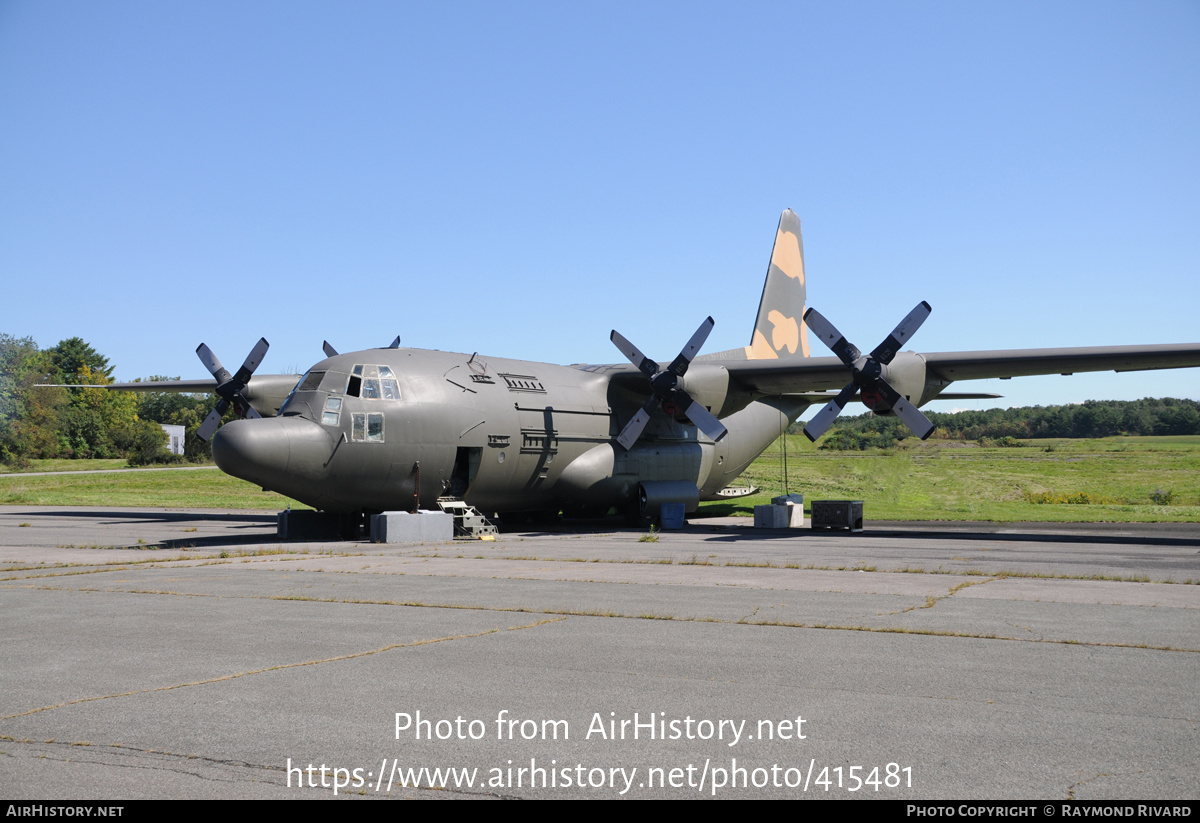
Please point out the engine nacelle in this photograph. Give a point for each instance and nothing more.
(907, 374)
(711, 386)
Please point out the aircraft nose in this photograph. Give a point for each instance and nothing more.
(274, 452)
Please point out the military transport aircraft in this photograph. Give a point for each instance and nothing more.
(387, 428)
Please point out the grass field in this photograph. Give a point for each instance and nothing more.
(1109, 480)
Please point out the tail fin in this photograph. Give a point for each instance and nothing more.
(780, 330)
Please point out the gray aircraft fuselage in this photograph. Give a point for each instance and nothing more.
(367, 431)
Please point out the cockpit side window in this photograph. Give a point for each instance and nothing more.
(311, 380)
(373, 383)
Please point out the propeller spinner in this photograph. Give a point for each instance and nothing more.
(666, 389)
(231, 388)
(868, 373)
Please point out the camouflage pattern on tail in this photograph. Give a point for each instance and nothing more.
(780, 330)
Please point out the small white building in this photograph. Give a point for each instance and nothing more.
(174, 438)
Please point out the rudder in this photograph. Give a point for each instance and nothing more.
(780, 330)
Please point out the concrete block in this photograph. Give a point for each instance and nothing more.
(772, 517)
(402, 527)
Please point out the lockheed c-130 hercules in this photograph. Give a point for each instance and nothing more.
(387, 428)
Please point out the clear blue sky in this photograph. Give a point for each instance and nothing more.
(519, 179)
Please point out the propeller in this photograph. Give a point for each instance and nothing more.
(231, 388)
(666, 390)
(868, 373)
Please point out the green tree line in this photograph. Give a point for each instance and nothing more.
(1146, 416)
(39, 422)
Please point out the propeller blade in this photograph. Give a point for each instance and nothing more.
(886, 350)
(210, 362)
(679, 365)
(705, 420)
(910, 414)
(825, 418)
(213, 421)
(647, 366)
(634, 427)
(256, 356)
(829, 335)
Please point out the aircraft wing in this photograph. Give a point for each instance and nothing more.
(791, 376)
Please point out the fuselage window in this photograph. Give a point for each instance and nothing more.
(311, 380)
(367, 427)
(373, 383)
(333, 412)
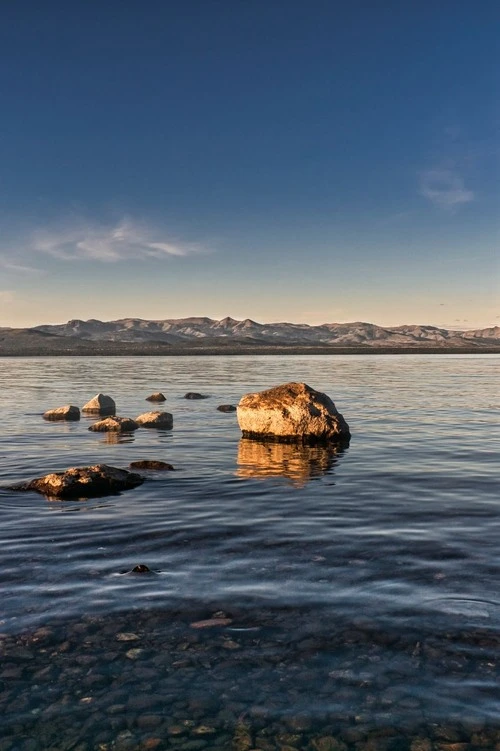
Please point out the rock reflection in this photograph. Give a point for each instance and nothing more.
(297, 462)
(117, 437)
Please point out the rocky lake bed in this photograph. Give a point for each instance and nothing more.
(274, 596)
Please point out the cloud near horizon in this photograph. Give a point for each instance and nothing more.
(445, 188)
(124, 241)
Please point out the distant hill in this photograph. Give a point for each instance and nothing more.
(205, 335)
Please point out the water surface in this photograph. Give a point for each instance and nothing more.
(358, 588)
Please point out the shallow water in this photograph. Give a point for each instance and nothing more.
(361, 585)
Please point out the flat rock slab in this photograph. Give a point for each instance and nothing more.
(291, 412)
(162, 420)
(68, 412)
(152, 464)
(114, 425)
(156, 397)
(82, 482)
(100, 404)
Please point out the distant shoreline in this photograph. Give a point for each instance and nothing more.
(117, 349)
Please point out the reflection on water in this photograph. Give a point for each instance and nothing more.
(117, 437)
(297, 462)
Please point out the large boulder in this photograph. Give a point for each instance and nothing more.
(162, 420)
(291, 412)
(114, 425)
(68, 412)
(83, 482)
(100, 405)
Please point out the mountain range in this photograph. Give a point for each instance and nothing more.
(140, 336)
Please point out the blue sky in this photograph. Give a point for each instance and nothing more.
(310, 162)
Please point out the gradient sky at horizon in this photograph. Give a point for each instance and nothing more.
(309, 162)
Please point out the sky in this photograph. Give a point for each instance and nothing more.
(310, 162)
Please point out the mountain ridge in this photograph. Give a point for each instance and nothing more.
(179, 330)
(203, 335)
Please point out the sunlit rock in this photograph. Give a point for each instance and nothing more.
(291, 412)
(68, 412)
(163, 420)
(100, 405)
(82, 482)
(156, 397)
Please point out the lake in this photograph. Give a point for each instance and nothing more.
(355, 593)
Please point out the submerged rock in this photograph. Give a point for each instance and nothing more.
(114, 425)
(101, 405)
(82, 482)
(68, 412)
(226, 408)
(156, 397)
(151, 464)
(291, 412)
(155, 420)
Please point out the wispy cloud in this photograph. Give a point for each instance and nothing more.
(108, 243)
(7, 296)
(18, 268)
(445, 188)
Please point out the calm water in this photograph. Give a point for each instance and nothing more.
(359, 589)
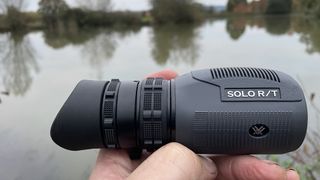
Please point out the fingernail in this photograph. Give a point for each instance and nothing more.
(270, 162)
(209, 165)
(292, 174)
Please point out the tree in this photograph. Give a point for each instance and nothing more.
(52, 8)
(173, 11)
(12, 9)
(311, 7)
(232, 3)
(279, 7)
(6, 5)
(95, 5)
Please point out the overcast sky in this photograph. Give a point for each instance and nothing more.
(125, 4)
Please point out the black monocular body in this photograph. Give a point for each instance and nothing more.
(211, 111)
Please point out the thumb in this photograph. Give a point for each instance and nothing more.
(175, 161)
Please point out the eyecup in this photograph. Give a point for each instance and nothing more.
(78, 123)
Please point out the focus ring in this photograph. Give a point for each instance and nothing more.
(153, 118)
(109, 115)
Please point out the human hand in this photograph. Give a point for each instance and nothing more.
(177, 162)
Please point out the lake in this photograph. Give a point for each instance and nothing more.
(38, 70)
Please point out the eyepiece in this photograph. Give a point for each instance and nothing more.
(78, 123)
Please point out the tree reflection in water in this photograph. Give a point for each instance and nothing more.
(99, 50)
(18, 61)
(175, 43)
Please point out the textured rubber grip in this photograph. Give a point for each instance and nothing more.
(109, 115)
(153, 117)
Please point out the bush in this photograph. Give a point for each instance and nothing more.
(176, 11)
(14, 18)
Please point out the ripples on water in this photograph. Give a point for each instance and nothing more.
(38, 70)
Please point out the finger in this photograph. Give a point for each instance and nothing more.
(112, 164)
(165, 74)
(174, 161)
(250, 168)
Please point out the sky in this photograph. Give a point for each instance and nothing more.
(124, 4)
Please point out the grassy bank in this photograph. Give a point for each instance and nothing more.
(28, 21)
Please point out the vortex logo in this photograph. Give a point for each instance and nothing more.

Description of the task: Quote only the lines from the one containing "Please point out the eyepiece" through the final line of the records, with both ends included.

Response below:
Please point out the eyepiece in this photograph. Give a point for each instance and nothing more.
(78, 123)
Please point out the tree reflection in water in this photograph. Give a point for each instance and nothing more.
(99, 50)
(18, 61)
(175, 43)
Please point out the textured rubber grip in this photograph. Give a point for each instance and nothing more.
(109, 115)
(153, 117)
Please point out the bush in this photograph. Give a point for each instance and nothing more.
(176, 11)
(14, 18)
Please point out the ripples on water in this photograph. Give a point for each instance and nothing more.
(38, 70)
Please point out the finger in this photograph. Give a point for each instance and nothing more.
(112, 164)
(165, 74)
(174, 161)
(250, 168)
Please point out the sky in this photograph. Give a point for each instance and nothing more.
(124, 4)
Please point out the grassy bank in this photograph. Give a point for each instance and nothing more.
(28, 21)
Please point out the vortex logo in this photograph. Give a point for each instance and nothing more.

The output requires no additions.